READING PASSAGE:
—————

NORTH TEXAS (CBSDFW.COM) – You may not want it, need it or like it, but you still may have to pay for it.
When renter Susan Chandler learned she owed $89 for cable TV she didn’t want, she called her landlord immediately.
“I said, ‘I can’t afford an extra $89,’ [and] she says, ‘Well, I guess you best start looking for another place to live,’ and I said, ‘Yeah, I guess I better.'”
Chandler said in June, Lake Village North Apartment Homes in Garland installed Spectrum in all units.
“It’s not right,” Chandler said. “We should not have to be forced to pay for something that we cannot afford.”
Agreements that automatically charge residents for technology packages are becoming a fixture at certain rental properties.
The practice is better known to some as bulk billing.
In exchange for providing Internet and cable to all units, multi-dwelling units can include the cost of a technology package in a renter’s monthly bill, whether tenants want the services or not.
Twelve of the 14 properties Camden operates in Dallas-Fort Worth use bulk billing arrangements.

—————

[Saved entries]
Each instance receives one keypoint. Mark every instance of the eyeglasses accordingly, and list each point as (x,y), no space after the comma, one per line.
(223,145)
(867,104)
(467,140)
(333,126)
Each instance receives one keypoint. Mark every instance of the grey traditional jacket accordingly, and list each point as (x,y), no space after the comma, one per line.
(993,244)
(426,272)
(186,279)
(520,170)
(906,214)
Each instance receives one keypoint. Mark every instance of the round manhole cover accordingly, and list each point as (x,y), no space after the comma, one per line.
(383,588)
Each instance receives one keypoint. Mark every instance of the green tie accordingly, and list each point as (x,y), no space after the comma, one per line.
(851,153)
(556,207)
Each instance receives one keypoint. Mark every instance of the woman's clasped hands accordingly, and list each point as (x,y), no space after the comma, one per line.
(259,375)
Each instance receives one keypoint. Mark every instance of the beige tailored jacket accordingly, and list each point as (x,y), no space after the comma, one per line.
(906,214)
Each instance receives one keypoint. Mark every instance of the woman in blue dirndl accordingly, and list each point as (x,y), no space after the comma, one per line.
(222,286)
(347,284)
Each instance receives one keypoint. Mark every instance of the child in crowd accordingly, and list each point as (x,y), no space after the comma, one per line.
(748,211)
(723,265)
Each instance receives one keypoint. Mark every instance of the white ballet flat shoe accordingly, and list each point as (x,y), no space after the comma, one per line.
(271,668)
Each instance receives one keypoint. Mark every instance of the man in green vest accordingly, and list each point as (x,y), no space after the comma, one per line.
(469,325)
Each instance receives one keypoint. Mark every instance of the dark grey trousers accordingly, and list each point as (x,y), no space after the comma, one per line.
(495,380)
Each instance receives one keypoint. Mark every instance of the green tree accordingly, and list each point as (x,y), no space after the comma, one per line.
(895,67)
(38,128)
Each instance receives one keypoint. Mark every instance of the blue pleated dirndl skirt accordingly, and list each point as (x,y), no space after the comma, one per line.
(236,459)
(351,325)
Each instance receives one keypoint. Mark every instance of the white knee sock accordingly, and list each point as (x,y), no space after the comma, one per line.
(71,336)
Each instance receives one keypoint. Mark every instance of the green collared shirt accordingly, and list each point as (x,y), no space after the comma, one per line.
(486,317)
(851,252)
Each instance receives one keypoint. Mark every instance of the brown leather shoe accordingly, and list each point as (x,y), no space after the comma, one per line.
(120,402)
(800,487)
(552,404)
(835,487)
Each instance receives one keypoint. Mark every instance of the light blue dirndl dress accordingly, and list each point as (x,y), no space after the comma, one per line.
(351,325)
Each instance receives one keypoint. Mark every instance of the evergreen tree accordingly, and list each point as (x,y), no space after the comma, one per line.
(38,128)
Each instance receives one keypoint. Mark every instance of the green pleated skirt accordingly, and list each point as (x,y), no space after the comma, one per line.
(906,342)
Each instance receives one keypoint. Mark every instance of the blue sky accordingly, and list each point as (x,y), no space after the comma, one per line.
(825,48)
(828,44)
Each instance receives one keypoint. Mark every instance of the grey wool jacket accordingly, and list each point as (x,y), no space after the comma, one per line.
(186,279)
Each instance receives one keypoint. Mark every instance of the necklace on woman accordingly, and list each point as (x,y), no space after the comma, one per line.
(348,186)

—————

REQUIRED ACTION 1: In the article on bulk billing for renters, how many of the properties Camden operates in Dallas-Fort Worth use bulk billing arrangements?
REQUIRED ACTION 2: Retype the article on bulk billing for renters from "NORTH TEXAS (CBSDFW.COM)" up to and including "in all units.".

EXPECTED OUTPUT 1: Twelve of its 14 properties use bulk billing arrangements.

EXPECTED OUTPUT 2:
NORTH TEXAS (CBSDFW.COM) – You may not want it, need it or like it, but you still may have to pay for it.
When renter Susan Chandler learned she owed $89 for cable TV she didn’t want, she called her landlord immediately.
“I said, ‘I can’t afford an extra $89,’ [and] she says, ‘Well, I guess you best start looking for another place to live,’ and I said, ‘Yeah, I guess I better.'”
Chandler said in June, Lake Village North Apartment Homes in Garland installed Spectrum in all units.